▶ _DESCRIPTION OF THE TASK_
Lines below starting with the line with "Task: place a pin on each instance of the cloudy" and going on through the line with "Target: dark gray sea" must be output exactly; the rest of the records must be left out.

---- EXERCISE INPUTS

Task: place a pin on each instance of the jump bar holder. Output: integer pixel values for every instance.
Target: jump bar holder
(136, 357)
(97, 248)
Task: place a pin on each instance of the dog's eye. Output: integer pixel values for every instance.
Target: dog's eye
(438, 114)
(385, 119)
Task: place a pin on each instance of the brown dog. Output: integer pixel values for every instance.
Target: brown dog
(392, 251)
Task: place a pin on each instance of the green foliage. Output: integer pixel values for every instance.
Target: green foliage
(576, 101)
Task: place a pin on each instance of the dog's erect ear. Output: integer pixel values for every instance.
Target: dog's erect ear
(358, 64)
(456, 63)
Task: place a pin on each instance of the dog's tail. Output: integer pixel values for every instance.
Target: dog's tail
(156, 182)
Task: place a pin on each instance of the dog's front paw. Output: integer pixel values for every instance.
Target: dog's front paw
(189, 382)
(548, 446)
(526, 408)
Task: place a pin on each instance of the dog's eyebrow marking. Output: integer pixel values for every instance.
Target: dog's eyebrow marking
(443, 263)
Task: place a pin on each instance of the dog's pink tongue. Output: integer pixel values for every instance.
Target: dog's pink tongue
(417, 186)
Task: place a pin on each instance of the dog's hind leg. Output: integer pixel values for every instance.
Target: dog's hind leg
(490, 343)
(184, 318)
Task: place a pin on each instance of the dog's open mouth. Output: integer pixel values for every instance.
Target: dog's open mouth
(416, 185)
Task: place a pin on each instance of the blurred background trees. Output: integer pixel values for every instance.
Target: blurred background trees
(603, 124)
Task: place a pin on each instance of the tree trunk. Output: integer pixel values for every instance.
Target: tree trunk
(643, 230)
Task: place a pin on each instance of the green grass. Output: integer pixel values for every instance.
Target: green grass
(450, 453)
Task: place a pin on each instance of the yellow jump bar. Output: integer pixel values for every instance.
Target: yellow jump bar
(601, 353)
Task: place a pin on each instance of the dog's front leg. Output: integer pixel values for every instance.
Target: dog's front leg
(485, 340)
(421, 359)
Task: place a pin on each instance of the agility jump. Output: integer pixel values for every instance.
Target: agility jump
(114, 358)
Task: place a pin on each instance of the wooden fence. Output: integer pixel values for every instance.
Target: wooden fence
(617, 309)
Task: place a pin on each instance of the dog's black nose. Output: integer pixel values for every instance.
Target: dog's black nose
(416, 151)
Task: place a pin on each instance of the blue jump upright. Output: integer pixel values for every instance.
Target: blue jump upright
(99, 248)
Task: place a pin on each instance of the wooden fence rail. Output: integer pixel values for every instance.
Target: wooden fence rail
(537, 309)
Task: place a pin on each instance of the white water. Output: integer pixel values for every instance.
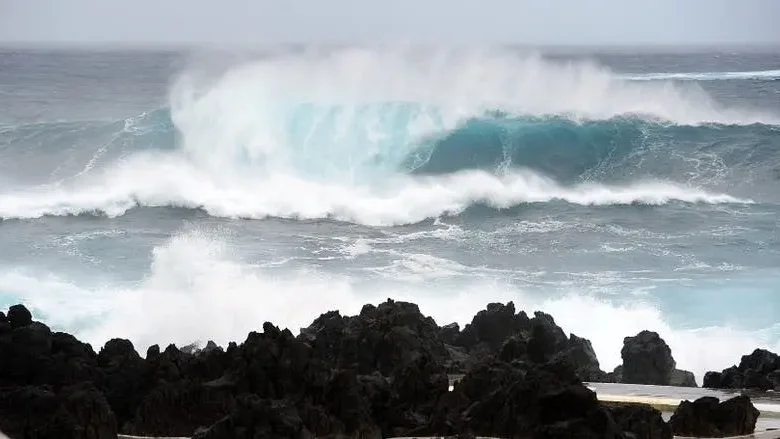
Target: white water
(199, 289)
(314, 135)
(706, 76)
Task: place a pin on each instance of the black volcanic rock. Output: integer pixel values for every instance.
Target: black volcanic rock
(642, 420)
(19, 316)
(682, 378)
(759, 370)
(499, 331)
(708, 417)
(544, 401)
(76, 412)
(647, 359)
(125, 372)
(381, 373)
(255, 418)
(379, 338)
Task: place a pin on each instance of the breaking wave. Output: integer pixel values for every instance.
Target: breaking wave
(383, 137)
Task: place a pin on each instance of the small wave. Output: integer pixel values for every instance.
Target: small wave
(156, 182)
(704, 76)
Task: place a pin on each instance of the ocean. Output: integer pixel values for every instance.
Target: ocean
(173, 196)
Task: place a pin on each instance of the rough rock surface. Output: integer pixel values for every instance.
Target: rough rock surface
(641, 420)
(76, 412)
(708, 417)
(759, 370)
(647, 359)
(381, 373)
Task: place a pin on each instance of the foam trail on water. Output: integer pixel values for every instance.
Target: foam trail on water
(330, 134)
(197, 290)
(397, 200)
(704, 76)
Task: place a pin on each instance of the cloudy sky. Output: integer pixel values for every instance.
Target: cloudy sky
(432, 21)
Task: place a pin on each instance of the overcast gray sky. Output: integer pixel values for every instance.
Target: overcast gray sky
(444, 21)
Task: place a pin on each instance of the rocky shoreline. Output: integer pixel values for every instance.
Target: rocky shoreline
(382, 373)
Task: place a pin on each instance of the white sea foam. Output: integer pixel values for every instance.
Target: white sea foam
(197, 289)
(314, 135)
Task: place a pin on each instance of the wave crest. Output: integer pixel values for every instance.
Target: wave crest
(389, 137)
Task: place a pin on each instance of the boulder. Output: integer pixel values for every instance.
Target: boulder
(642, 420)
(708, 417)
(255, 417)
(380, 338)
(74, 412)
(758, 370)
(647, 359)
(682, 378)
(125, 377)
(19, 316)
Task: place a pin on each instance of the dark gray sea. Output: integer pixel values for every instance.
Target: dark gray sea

--------
---- EXERCISE INPUTS

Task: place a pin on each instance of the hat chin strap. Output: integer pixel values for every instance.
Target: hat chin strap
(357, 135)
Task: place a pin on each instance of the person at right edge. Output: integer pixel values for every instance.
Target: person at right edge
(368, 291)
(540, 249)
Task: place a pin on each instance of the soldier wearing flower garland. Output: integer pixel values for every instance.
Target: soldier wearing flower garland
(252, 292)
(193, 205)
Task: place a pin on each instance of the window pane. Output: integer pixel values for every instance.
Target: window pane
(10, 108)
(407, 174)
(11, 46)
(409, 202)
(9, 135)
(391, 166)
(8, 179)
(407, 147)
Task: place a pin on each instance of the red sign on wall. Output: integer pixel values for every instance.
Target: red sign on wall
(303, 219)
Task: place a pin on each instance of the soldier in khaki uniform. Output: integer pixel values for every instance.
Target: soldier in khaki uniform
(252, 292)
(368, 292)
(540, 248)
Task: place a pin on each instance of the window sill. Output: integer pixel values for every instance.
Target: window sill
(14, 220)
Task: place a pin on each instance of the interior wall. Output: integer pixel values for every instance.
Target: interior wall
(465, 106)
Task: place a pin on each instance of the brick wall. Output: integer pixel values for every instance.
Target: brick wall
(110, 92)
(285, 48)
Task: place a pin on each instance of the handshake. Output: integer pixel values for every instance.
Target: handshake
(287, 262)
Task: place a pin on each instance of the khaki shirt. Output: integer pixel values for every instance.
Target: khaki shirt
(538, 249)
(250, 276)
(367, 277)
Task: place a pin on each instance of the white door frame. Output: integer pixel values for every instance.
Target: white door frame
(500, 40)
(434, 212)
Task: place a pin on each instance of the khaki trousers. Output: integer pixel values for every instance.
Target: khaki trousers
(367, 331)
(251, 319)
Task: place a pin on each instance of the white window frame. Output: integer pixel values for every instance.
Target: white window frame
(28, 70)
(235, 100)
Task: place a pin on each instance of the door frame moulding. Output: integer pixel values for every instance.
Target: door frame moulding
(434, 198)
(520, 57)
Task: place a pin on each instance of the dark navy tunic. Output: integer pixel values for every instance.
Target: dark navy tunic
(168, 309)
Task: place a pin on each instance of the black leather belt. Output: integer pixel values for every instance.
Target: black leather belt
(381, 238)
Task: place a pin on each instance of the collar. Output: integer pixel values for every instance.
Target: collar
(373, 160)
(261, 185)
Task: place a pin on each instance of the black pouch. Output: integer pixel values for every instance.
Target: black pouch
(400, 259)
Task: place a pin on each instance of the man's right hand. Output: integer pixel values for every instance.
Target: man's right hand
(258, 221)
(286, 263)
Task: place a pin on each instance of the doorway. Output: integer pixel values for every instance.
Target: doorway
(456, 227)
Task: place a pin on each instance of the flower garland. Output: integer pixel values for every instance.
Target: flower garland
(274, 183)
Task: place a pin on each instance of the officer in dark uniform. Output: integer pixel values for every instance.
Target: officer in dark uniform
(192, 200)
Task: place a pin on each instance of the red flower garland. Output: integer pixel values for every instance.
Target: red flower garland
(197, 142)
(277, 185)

--------

▶ _RESULT_
Task: place a pin on each instance of the cloudy sky. Output: integer pixel values for every instance.
Target: cloudy sky
(432, 21)
Task: place a pin on each instance of the overcast gray sky. Output: integer pixel values for every instance.
Target: overcast gray sky
(444, 21)
Task: place a pin on each instance of the rocky shoreline. Output: integer pixel values for every instance.
Target: rocky shoreline
(382, 373)
Task: place a pin on each instance of the white sea foam. Output: integer pixel values for every instance.
Target: white sea foam
(197, 289)
(314, 135)
Task: place a pin on each instance of the wave crest. Output: integer pixel values for every instance.
Target: wave crest
(389, 137)
Task: place a pin on each instance of the boulder. Output: integer pixel values for every instance.
Target: boulder
(642, 420)
(708, 417)
(255, 417)
(380, 338)
(74, 412)
(758, 370)
(647, 359)
(682, 378)
(125, 377)
(19, 316)
Task: place a pin on each instance of the dark gray sea. Output: integer pixel values for every instance.
Target: dark gray sea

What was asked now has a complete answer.